[Assigned task] As the lines appear below, please set them down exactly, starting at the first and finishing with the one containing "Target: background tree".

[[ Provided data, beginning ]]

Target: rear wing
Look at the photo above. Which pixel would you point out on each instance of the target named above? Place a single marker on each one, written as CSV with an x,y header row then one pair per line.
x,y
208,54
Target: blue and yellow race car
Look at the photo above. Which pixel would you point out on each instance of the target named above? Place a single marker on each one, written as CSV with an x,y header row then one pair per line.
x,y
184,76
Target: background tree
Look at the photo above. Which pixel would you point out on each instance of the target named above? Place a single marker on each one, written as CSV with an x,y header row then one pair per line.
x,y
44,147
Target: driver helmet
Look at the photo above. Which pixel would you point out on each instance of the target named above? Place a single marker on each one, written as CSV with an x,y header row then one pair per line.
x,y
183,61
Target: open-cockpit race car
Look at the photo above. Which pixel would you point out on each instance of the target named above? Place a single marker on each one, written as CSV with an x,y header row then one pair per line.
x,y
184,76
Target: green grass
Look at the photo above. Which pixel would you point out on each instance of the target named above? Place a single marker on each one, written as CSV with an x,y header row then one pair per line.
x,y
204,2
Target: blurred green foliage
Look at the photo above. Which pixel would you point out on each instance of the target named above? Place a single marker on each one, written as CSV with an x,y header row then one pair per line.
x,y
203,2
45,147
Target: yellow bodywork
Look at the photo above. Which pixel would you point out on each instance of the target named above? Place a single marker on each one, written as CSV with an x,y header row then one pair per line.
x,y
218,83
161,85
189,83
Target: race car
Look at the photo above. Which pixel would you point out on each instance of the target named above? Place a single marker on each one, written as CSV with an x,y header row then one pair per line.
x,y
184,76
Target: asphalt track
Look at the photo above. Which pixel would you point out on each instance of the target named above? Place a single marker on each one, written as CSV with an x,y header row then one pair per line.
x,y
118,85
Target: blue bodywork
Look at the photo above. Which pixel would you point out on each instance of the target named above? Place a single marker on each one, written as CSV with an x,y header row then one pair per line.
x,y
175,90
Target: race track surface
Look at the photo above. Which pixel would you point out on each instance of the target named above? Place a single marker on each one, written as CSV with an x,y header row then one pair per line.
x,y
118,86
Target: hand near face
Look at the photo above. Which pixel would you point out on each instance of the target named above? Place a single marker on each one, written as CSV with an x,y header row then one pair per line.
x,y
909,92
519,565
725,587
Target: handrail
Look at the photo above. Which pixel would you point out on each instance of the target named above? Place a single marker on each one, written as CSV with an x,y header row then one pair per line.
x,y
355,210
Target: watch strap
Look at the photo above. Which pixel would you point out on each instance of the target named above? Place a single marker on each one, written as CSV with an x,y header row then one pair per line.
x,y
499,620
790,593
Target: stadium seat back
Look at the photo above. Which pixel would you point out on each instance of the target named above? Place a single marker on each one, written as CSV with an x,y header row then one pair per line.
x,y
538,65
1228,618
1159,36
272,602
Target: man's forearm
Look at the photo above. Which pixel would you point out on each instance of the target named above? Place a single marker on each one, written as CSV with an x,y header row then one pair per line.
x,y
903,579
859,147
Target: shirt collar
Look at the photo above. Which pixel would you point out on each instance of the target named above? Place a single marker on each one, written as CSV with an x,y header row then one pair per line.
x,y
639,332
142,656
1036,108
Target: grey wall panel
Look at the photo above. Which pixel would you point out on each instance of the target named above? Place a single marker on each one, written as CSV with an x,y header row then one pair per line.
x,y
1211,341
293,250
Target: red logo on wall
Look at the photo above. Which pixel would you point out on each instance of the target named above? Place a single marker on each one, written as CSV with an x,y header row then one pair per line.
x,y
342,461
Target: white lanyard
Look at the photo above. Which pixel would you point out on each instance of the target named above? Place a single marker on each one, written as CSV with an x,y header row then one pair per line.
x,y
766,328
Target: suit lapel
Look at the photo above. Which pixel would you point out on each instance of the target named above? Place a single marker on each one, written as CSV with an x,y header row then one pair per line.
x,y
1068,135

[[ Provided data, end ]]

[Exercise output]
Target: rear wing
Look at the photo above. Which pixel would you point out on each instance of the target named above? Place a single marker on each one, written as CSV with an x,y header row then one pair per line.
x,y
208,54
Target: blue and yellow race car
Look at the photo above. Which pixel would you point out on each instance of the target named above? Place a single marker on each one, written as CSV with an x,y header row then one pair per line.
x,y
184,76
Target: background tree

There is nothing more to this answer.